▼▼▼

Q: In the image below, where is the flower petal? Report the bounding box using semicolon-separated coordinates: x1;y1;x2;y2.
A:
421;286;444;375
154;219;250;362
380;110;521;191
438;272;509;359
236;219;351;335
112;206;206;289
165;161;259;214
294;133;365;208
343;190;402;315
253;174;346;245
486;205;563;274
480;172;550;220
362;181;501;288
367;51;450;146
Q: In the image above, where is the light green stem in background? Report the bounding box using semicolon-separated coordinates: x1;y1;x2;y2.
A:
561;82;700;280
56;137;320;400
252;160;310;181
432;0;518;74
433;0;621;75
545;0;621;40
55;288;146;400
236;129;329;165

▲▲▲
▼▼▼

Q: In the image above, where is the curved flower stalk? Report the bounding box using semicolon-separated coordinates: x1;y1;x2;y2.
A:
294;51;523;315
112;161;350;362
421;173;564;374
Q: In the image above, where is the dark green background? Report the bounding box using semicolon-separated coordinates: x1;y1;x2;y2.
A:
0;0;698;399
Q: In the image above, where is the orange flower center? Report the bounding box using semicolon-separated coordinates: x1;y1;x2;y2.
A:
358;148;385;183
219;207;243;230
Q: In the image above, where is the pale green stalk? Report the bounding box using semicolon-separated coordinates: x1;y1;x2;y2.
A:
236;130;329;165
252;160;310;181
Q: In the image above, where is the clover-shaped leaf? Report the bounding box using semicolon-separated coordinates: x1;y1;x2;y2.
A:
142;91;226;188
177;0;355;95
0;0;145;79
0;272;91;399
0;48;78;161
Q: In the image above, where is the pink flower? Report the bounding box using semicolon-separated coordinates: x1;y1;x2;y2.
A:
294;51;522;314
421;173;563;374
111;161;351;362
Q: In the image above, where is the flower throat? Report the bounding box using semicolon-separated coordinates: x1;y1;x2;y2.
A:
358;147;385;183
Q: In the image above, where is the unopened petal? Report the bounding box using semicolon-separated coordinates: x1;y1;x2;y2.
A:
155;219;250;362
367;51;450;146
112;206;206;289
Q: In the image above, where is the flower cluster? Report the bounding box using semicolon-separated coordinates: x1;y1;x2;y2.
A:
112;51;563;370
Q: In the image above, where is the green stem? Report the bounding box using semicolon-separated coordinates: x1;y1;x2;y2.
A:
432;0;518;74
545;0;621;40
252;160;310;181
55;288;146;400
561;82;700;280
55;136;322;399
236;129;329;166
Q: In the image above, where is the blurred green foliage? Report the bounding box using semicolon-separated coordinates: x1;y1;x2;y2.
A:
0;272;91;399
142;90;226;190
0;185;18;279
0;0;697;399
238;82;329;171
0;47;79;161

▲▲▲
▼▼▼

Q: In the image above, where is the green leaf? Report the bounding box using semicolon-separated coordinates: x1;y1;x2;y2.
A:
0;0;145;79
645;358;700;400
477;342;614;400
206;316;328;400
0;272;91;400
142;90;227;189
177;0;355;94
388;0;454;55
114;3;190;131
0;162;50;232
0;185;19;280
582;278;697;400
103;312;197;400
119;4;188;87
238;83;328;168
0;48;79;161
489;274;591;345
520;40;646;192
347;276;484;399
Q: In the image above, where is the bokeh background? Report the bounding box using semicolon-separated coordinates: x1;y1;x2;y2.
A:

▲▲▲

For each line above that contains "stalk", add one to a count, then state only the final number.

2